### [Set task]
Copy out every line of the entries below, instructions included, and add 101 to each x and y coordinate in the answers.
━━━━━ Task data ━━━━━
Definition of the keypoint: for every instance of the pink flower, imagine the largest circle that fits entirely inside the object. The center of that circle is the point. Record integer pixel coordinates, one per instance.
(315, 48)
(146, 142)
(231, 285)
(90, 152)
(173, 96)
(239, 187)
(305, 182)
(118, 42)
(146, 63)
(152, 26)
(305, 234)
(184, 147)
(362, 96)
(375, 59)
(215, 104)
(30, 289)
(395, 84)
━━━━━
### [Written reply]
Definition of the keypoint: for every instance of the pink flower, imagine the largest circle that fits entirely inside the object. The center of that circle is the point. Record integer pixel coordinates, one per instance.
(416, 149)
(247, 243)
(332, 386)
(191, 253)
(274, 197)
(340, 288)
(406, 283)
(219, 143)
(247, 164)
(253, 127)
(406, 335)
(285, 248)
(463, 197)
(476, 160)
(316, 205)
(131, 390)
(496, 185)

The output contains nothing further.